▶ BRIEF
Repeat the entries that follow verbatim, without any of their pictures.

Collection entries

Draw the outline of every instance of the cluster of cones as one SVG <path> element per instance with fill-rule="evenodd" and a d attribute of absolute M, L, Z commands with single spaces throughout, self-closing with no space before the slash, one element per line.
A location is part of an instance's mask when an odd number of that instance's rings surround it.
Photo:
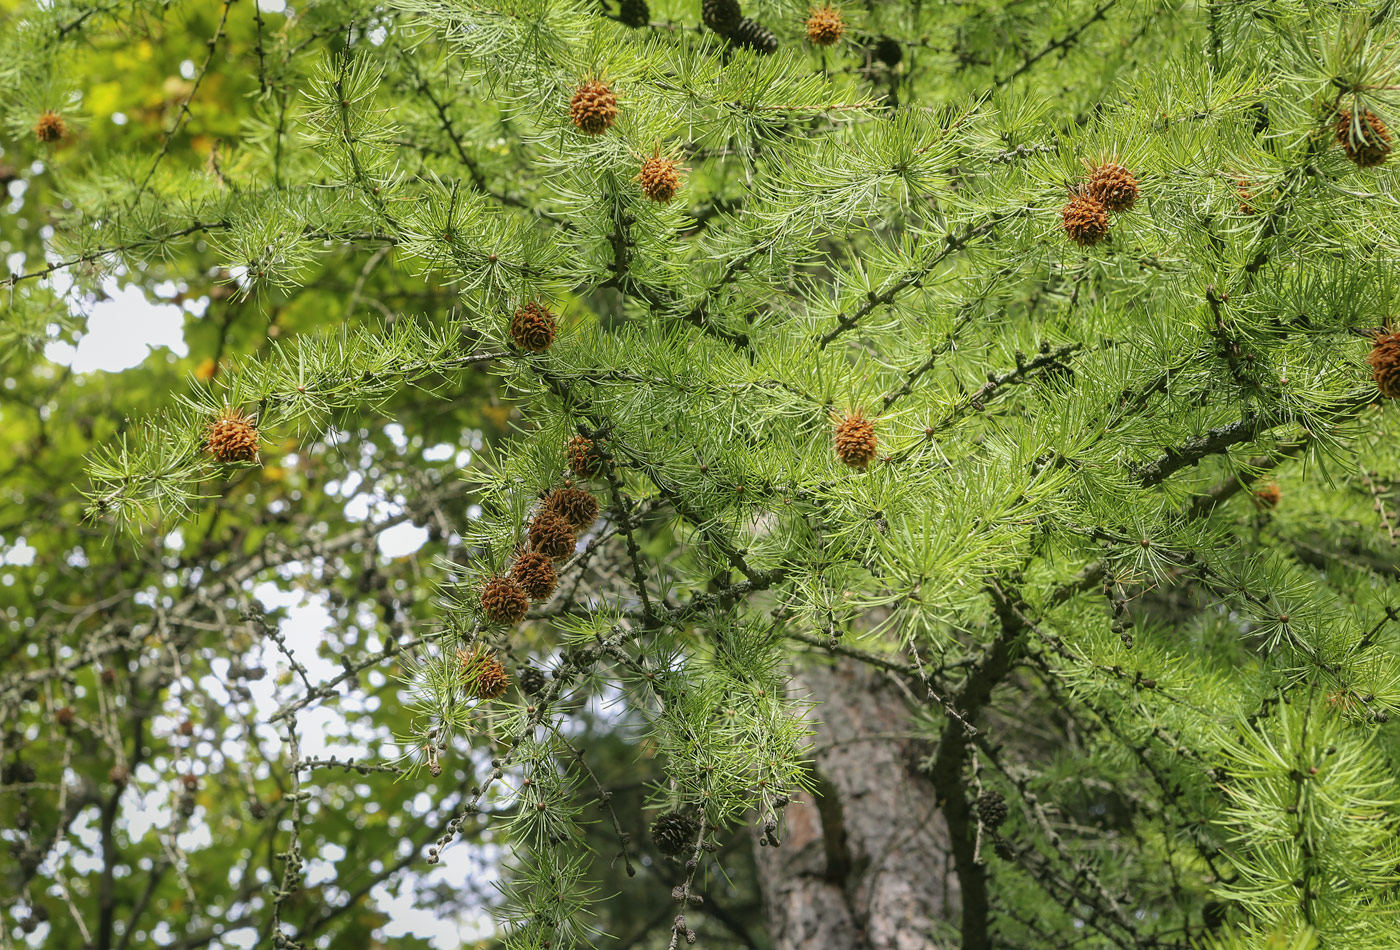
<path fill-rule="evenodd" d="M 593 443 L 575 436 L 568 446 L 570 469 L 579 478 L 596 477 Z M 576 464 L 577 462 L 577 464 Z M 526 529 L 528 544 L 509 572 L 487 580 L 481 589 L 481 610 L 496 624 L 525 619 L 531 601 L 544 601 L 559 582 L 556 561 L 574 553 L 578 532 L 598 518 L 598 499 L 573 481 L 565 481 L 545 496 Z"/>
<path fill-rule="evenodd" d="M 602 135 L 617 122 L 617 116 L 617 92 L 605 79 L 587 80 L 569 100 L 569 119 L 584 135 Z M 680 190 L 681 171 L 679 162 L 663 156 L 657 148 L 642 159 L 634 180 L 641 184 L 642 195 L 648 201 L 666 204 Z"/>
<path fill-rule="evenodd" d="M 596 477 L 598 459 L 593 443 L 575 436 L 568 445 L 570 469 L 580 477 Z M 545 495 L 526 529 L 528 544 L 515 559 L 510 570 L 488 578 L 481 587 L 481 612 L 494 624 L 512 625 L 525 619 L 531 601 L 546 601 L 559 583 L 556 561 L 574 553 L 578 532 L 598 519 L 598 499 L 579 488 L 572 480 Z M 505 665 L 492 652 L 481 646 L 458 650 L 462 678 L 467 692 L 477 699 L 497 699 L 510 686 Z M 530 674 L 529 683 L 526 674 Z M 539 691 L 542 677 L 539 671 L 527 668 L 521 673 L 521 688 L 533 694 Z"/>
<path fill-rule="evenodd" d="M 778 38 L 763 24 L 744 16 L 739 9 L 739 0 L 704 0 L 700 5 L 700 19 L 707 28 L 735 46 L 756 53 L 775 53 L 778 50 Z"/>
<path fill-rule="evenodd" d="M 1108 237 L 1111 212 L 1127 211 L 1138 197 L 1138 180 L 1117 162 L 1103 162 L 1075 189 L 1060 211 L 1065 234 L 1080 247 L 1092 247 Z"/>

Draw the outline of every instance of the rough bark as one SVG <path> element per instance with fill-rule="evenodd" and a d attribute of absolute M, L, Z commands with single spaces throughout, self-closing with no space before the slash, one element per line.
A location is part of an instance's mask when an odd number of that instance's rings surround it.
<path fill-rule="evenodd" d="M 774 950 L 943 950 L 931 931 L 958 881 L 905 695 L 851 661 L 804 667 L 793 688 L 819 704 L 817 790 L 787 807 L 781 846 L 756 849 Z"/>

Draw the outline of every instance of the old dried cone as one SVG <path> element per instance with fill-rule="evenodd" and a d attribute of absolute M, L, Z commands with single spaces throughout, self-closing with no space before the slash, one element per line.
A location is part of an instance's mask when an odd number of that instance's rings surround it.
<path fill-rule="evenodd" d="M 831 46 L 846 32 L 839 7 L 813 7 L 807 16 L 807 39 L 817 46 Z"/>
<path fill-rule="evenodd" d="M 550 309 L 531 300 L 510 318 L 510 338 L 522 350 L 543 353 L 554 342 L 556 323 Z"/>
<path fill-rule="evenodd" d="M 511 578 L 492 577 L 481 587 L 481 610 L 492 623 L 519 623 L 530 611 L 530 597 Z"/>
<path fill-rule="evenodd" d="M 662 854 L 676 857 L 695 847 L 700 823 L 678 811 L 667 812 L 651 823 L 651 840 Z"/>
<path fill-rule="evenodd" d="M 875 423 L 859 409 L 836 422 L 832 432 L 836 457 L 852 468 L 865 468 L 875 458 L 879 440 Z"/>
<path fill-rule="evenodd" d="M 1366 362 L 1382 396 L 1400 399 L 1400 333 L 1378 331 L 1371 344 Z"/>
<path fill-rule="evenodd" d="M 1080 192 L 1060 211 L 1065 233 L 1080 247 L 1091 247 L 1108 236 L 1108 209 L 1092 195 Z"/>
<path fill-rule="evenodd" d="M 590 79 L 569 102 L 569 118 L 585 135 L 602 135 L 617 121 L 617 94 L 601 79 Z"/>
<path fill-rule="evenodd" d="M 516 558 L 510 576 L 531 600 L 548 600 L 559 583 L 553 559 L 540 551 L 526 551 Z"/>
<path fill-rule="evenodd" d="M 258 426 L 253 417 L 233 407 L 209 423 L 204 444 L 220 462 L 258 461 Z"/>
<path fill-rule="evenodd" d="M 1337 119 L 1337 142 L 1360 168 L 1374 168 L 1390 157 L 1390 129 L 1370 109 L 1353 121 L 1351 112 Z"/>

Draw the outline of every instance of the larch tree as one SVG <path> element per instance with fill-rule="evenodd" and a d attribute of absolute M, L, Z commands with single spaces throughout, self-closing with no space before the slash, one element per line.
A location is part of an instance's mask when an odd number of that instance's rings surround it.
<path fill-rule="evenodd" d="M 1395 946 L 1395 0 L 0 17 L 0 947 Z"/>

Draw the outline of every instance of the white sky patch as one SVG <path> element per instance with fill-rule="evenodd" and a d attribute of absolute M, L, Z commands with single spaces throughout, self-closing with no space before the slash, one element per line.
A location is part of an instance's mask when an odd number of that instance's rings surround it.
<path fill-rule="evenodd" d="M 385 557 L 404 557 L 428 543 L 428 529 L 404 521 L 379 532 L 379 553 Z"/>
<path fill-rule="evenodd" d="M 78 345 L 55 340 L 44 348 L 45 356 L 78 373 L 119 373 L 139 366 L 155 347 L 189 355 L 185 311 L 178 304 L 152 303 L 140 287 L 118 287 L 115 280 L 105 281 L 103 289 L 107 300 L 74 301 L 74 313 L 87 315 L 87 332 Z"/>
<path fill-rule="evenodd" d="M 427 540 L 426 534 L 423 540 Z M 0 558 L 0 563 L 11 564 L 15 567 L 28 567 L 34 563 L 34 555 L 37 553 L 38 550 L 28 541 L 24 538 L 17 538 L 14 544 L 5 549 L 5 556 Z"/>

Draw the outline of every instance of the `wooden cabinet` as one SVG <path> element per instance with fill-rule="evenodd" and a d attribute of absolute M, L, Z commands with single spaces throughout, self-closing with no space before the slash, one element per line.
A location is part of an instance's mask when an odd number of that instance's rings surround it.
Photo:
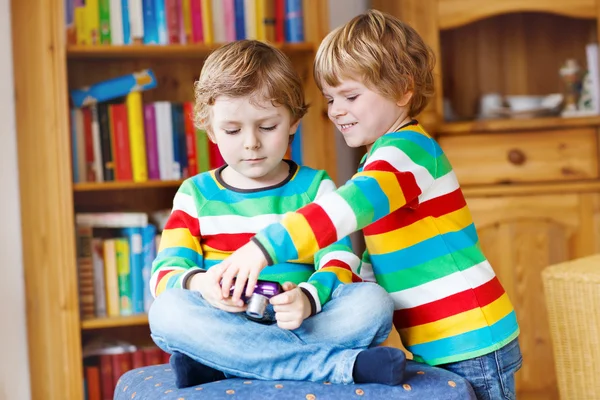
<path fill-rule="evenodd" d="M 556 376 L 541 271 L 600 251 L 600 194 L 468 196 L 484 253 L 521 327 L 519 392 L 552 396 Z"/>

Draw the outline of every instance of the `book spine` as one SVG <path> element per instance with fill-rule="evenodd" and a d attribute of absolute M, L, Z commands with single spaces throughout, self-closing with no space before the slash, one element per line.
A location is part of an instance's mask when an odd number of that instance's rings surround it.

▶ ANSWER TO THIS TASK
Draw the outline of every instance of the cluster of cones as one SVG <path> element per instance with fill-rule="evenodd" and a d attribute of absolute M, L, Z commands with single spaces throughout, self-closing with no space before the slash, one element per line.
A location is part of an instance's mask when an odd number of that instance's rings surround it.
Photo:
<path fill-rule="evenodd" d="M 593 443 L 575 436 L 568 446 L 570 469 L 579 478 L 596 477 Z M 576 464 L 577 462 L 577 464 Z M 526 529 L 528 544 L 509 572 L 487 580 L 481 589 L 481 610 L 496 624 L 525 619 L 531 601 L 544 601 L 559 582 L 556 561 L 574 553 L 578 532 L 598 518 L 598 499 L 573 481 L 565 481 L 545 496 Z"/>
<path fill-rule="evenodd" d="M 602 135 L 617 122 L 617 116 L 617 92 L 605 79 L 587 80 L 569 100 L 569 119 L 584 135 Z M 680 190 L 681 171 L 679 162 L 663 156 L 657 148 L 642 159 L 634 180 L 641 184 L 642 195 L 648 201 L 666 204 Z"/>
<path fill-rule="evenodd" d="M 596 477 L 598 459 L 593 443 L 575 436 L 568 445 L 570 469 L 580 477 Z M 545 495 L 526 529 L 528 544 L 515 559 L 510 570 L 488 578 L 481 587 L 481 612 L 494 624 L 512 625 L 525 619 L 531 601 L 546 601 L 559 583 L 556 561 L 574 553 L 578 532 L 598 519 L 598 499 L 579 488 L 572 480 Z M 505 665 L 492 652 L 481 646 L 458 650 L 462 678 L 467 692 L 477 699 L 497 699 L 510 686 Z M 530 674 L 529 683 L 526 674 Z M 539 691 L 542 677 L 539 671 L 527 668 L 521 673 L 521 688 L 533 694 Z"/>
<path fill-rule="evenodd" d="M 778 38 L 763 24 L 744 16 L 739 9 L 739 0 L 704 0 L 700 5 L 700 19 L 707 28 L 735 46 L 756 53 L 775 53 L 778 50 Z"/>
<path fill-rule="evenodd" d="M 1108 237 L 1111 212 L 1127 211 L 1138 197 L 1138 180 L 1117 162 L 1103 162 L 1075 189 L 1060 211 L 1065 234 L 1080 247 L 1092 247 Z"/>

Draw the outline of every instance of the rough bark as one SVG <path> element per instance with fill-rule="evenodd" and a d attribute of absolute M, L, Z commands with single spaces throughout, self-closing with no space before the slash, one element per line.
A location is part of an instance's mask when an odd number of that instance's rings surround it.
<path fill-rule="evenodd" d="M 774 950 L 943 950 L 931 931 L 958 881 L 905 695 L 851 661 L 804 667 L 793 688 L 819 704 L 817 790 L 787 807 L 781 846 L 756 849 Z"/>

Draw the outline of every instance of the old dried cone as one SVG <path> element per instance with fill-rule="evenodd" and a d attribute of absolute M, L, Z commands with single spaces throughout, self-closing with no space before the slash, one element per line.
A location is part of an instance's mask when an odd number of that instance's rings surround it.
<path fill-rule="evenodd" d="M 831 46 L 846 32 L 839 7 L 813 7 L 807 16 L 807 39 L 817 46 Z"/>
<path fill-rule="evenodd" d="M 550 309 L 531 300 L 510 318 L 510 338 L 522 350 L 543 353 L 554 342 L 556 323 Z"/>
<path fill-rule="evenodd" d="M 511 578 L 492 577 L 481 587 L 481 610 L 492 623 L 519 623 L 530 611 L 530 597 Z"/>
<path fill-rule="evenodd" d="M 662 854 L 676 857 L 695 847 L 700 823 L 678 811 L 667 812 L 651 823 L 651 840 Z"/>
<path fill-rule="evenodd" d="M 875 423 L 859 409 L 836 422 L 832 432 L 836 457 L 852 468 L 865 468 L 875 458 L 879 440 Z"/>
<path fill-rule="evenodd" d="M 1366 362 L 1382 396 L 1400 399 L 1400 333 L 1378 331 L 1371 344 Z"/>
<path fill-rule="evenodd" d="M 1080 192 L 1060 211 L 1065 233 L 1080 247 L 1091 247 L 1108 236 L 1108 209 L 1092 195 Z"/>
<path fill-rule="evenodd" d="M 590 79 L 569 102 L 569 118 L 585 135 L 602 135 L 617 121 L 617 94 L 601 79 Z"/>
<path fill-rule="evenodd" d="M 516 558 L 510 576 L 531 600 L 548 600 L 559 583 L 553 559 L 540 551 L 526 551 Z"/>
<path fill-rule="evenodd" d="M 258 426 L 253 417 L 233 407 L 209 423 L 204 444 L 220 462 L 258 461 Z"/>
<path fill-rule="evenodd" d="M 1337 119 L 1337 142 L 1360 168 L 1374 168 L 1390 157 L 1390 129 L 1370 109 L 1353 121 L 1351 112 Z"/>

Draw the outline of every instance of the larch tree as one SVG <path> element per instance with fill-rule="evenodd" and a d attribute of absolute M, L, Z commands with single spaces throughout, self-closing with no space before the slash, one element per line.
A location is part of an instance's mask when an odd number of that instance's rings surround it.
<path fill-rule="evenodd" d="M 1395 946 L 1395 0 L 0 17 L 0 947 Z"/>

Draw the outline of every instance of the white sky patch as one SVG <path> element per instance with fill-rule="evenodd" and a d attribute of absolute M, L, Z commands with single spaces throughout, self-closing with no space before the slash, one element per line.
A location is part of an instance's mask when an odd number of that instance's rings surround it.
<path fill-rule="evenodd" d="M 385 557 L 404 557 L 428 543 L 428 529 L 404 521 L 379 532 L 379 553 Z"/>
<path fill-rule="evenodd" d="M 78 345 L 55 340 L 44 348 L 45 356 L 78 373 L 119 373 L 139 366 L 155 347 L 189 355 L 185 311 L 178 304 L 152 303 L 140 287 L 118 287 L 115 280 L 105 281 L 103 289 L 107 300 L 74 301 L 74 313 L 87 315 L 87 332 Z"/>
<path fill-rule="evenodd" d="M 427 540 L 426 534 L 423 540 Z M 0 558 L 0 563 L 11 564 L 15 567 L 28 567 L 34 563 L 34 555 L 37 553 L 38 550 L 28 541 L 24 538 L 17 538 L 14 544 L 5 549 L 5 556 Z"/>

Draw the outline of every instance of the `wooden cabinet` as one SVG <path> element per instance with fill-rule="evenodd" and a d attribute of absolute M, L, Z commands with single spaces throughout, self-closing with no space before the slash, one element per line.
A location is part of an instance's mask when an odd number of that instance's rings surround it.
Photo:
<path fill-rule="evenodd" d="M 556 376 L 541 271 L 600 251 L 600 194 L 468 196 L 484 253 L 521 327 L 519 392 L 552 396 Z"/>

Draw the outline of every instance of the `book spine` as one SVG <path> element per instance with fill-rule="evenodd" and a d attribute of absolute M, L, Z commands with single spaces throughout, self-closing with no space before the slash, one element per line.
A location is part of an instance's mask when an odd number of that instance's rings surround it.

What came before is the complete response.